Top of DATA
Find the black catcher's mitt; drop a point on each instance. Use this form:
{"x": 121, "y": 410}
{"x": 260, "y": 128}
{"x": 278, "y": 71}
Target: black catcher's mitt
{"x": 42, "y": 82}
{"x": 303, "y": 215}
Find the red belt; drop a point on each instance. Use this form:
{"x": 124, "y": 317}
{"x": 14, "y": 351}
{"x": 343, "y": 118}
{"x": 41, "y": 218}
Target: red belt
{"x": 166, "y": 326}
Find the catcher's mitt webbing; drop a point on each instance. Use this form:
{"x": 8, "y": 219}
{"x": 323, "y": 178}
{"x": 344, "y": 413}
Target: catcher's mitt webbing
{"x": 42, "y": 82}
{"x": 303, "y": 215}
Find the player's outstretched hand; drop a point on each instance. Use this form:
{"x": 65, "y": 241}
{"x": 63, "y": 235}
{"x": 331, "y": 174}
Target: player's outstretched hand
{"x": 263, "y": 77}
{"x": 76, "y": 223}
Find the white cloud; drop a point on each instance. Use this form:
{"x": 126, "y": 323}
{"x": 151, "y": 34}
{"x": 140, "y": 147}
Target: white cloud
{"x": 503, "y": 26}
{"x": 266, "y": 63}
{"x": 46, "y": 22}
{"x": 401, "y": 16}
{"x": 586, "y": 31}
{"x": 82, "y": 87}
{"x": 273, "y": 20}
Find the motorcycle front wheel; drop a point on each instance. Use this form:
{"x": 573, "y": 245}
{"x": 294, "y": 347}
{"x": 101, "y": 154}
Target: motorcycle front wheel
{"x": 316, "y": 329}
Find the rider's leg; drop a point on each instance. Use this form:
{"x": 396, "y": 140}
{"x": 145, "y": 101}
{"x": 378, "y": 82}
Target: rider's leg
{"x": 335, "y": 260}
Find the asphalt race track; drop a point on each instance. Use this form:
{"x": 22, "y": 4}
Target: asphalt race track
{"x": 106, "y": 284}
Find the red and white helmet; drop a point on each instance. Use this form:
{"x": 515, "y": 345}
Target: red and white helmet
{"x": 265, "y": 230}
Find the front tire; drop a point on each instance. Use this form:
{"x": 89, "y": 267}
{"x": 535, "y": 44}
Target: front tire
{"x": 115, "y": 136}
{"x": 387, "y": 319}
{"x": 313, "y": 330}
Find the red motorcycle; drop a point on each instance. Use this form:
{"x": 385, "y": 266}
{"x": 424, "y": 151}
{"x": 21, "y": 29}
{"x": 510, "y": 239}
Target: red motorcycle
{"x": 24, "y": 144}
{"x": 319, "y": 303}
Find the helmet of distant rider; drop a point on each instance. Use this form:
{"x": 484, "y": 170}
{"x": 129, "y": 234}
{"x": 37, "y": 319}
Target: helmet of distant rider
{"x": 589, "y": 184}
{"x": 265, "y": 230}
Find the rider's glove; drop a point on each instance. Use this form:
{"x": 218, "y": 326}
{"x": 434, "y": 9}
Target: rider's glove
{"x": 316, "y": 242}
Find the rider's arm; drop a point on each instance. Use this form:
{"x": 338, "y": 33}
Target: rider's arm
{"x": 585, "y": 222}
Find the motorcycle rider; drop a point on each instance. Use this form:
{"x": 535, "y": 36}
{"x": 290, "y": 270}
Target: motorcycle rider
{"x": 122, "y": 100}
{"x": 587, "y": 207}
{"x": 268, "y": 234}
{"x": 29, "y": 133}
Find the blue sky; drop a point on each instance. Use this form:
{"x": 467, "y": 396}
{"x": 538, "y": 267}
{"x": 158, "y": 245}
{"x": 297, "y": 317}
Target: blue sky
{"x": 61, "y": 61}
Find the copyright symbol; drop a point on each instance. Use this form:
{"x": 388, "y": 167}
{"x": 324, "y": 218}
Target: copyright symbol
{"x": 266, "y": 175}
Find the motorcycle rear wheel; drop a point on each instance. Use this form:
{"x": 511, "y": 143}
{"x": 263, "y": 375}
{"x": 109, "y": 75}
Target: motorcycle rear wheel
Bottom of DATA
**ASSIGNED TASK**
Above are the records; set each one down word for word.

**RESPONSE TO THIS EXERCISE**
Find the black catcher's mitt; drop a point on each instance. Use this form:
{"x": 121, "y": 410}
{"x": 260, "y": 128}
{"x": 278, "y": 71}
Target: black catcher's mitt
{"x": 42, "y": 82}
{"x": 303, "y": 215}
Find the red belt; drop a point on each instance. Use this form:
{"x": 124, "y": 317}
{"x": 14, "y": 351}
{"x": 343, "y": 118}
{"x": 41, "y": 218}
Target: red belt
{"x": 166, "y": 326}
Find the catcher's mitt webbing; drop a point on each instance. Use this form:
{"x": 8, "y": 219}
{"x": 323, "y": 178}
{"x": 344, "y": 413}
Target: catcher's mitt webbing
{"x": 42, "y": 82}
{"x": 303, "y": 215}
Find the player's outstretched hand; drop a point on each instance. Use this form:
{"x": 65, "y": 241}
{"x": 63, "y": 235}
{"x": 331, "y": 174}
Target: player's outstretched hand
{"x": 263, "y": 77}
{"x": 76, "y": 223}
Find the white cloud; drop a point on each instance. Use this form:
{"x": 126, "y": 323}
{"x": 151, "y": 34}
{"x": 140, "y": 147}
Target: white cloud
{"x": 503, "y": 26}
{"x": 266, "y": 63}
{"x": 46, "y": 22}
{"x": 401, "y": 16}
{"x": 586, "y": 31}
{"x": 82, "y": 87}
{"x": 273, "y": 20}
Find the motorcycle front wheel; drop a point on each instance. Use this form:
{"x": 573, "y": 245}
{"x": 294, "y": 347}
{"x": 101, "y": 154}
Target: motorcycle front wheel
{"x": 316, "y": 329}
Find the rider's leg; drop a point on each instance. Use this form:
{"x": 396, "y": 140}
{"x": 145, "y": 101}
{"x": 378, "y": 82}
Target: rider's leg
{"x": 335, "y": 260}
Find the asphalt race track; drop a point on each instance. Use this form:
{"x": 22, "y": 4}
Target: asphalt race track
{"x": 106, "y": 284}
Find the red and white helmet; drop a point on each instance. Use this form:
{"x": 515, "y": 345}
Target: red and white helmet
{"x": 265, "y": 230}
Find the front tire; drop a point on each instance. Use this form:
{"x": 89, "y": 267}
{"x": 535, "y": 44}
Target: front tire
{"x": 115, "y": 136}
{"x": 387, "y": 319}
{"x": 313, "y": 330}
Find the red motorcycle; drop a point on each instance. Use this form:
{"x": 385, "y": 266}
{"x": 424, "y": 151}
{"x": 21, "y": 29}
{"x": 510, "y": 239}
Target: red motorcycle
{"x": 24, "y": 144}
{"x": 319, "y": 303}
Find the helmet of distant rider; drop a point on each instance. Use this form:
{"x": 484, "y": 170}
{"x": 129, "y": 234}
{"x": 37, "y": 319}
Target: helmet of distant rider
{"x": 589, "y": 184}
{"x": 265, "y": 230}
Find the rider's glove; drop a point on each instance. Use this form:
{"x": 218, "y": 326}
{"x": 434, "y": 9}
Target: rider's glove
{"x": 316, "y": 242}
Find the rider's arm; drop a point on each instance. Use this form:
{"x": 338, "y": 33}
Target: rider's arm
{"x": 585, "y": 222}
Find the motorcycle rider; drop a point on each instance. Use this form:
{"x": 535, "y": 36}
{"x": 290, "y": 270}
Target: motorcycle rider
{"x": 122, "y": 100}
{"x": 587, "y": 207}
{"x": 268, "y": 234}
{"x": 29, "y": 133}
Find the blue sky; drop a point on each instance. Use this form:
{"x": 467, "y": 396}
{"x": 538, "y": 267}
{"x": 158, "y": 245}
{"x": 297, "y": 317}
Target: blue sky
{"x": 61, "y": 61}
Find the copyright symbol; drop a point on each instance. Use this form:
{"x": 388, "y": 167}
{"x": 324, "y": 218}
Target: copyright symbol
{"x": 266, "y": 175}
Find the motorcycle rear wheel; drop a point on each instance. Use this form:
{"x": 511, "y": 143}
{"x": 263, "y": 375}
{"x": 109, "y": 75}
Target: motorcycle rear wheel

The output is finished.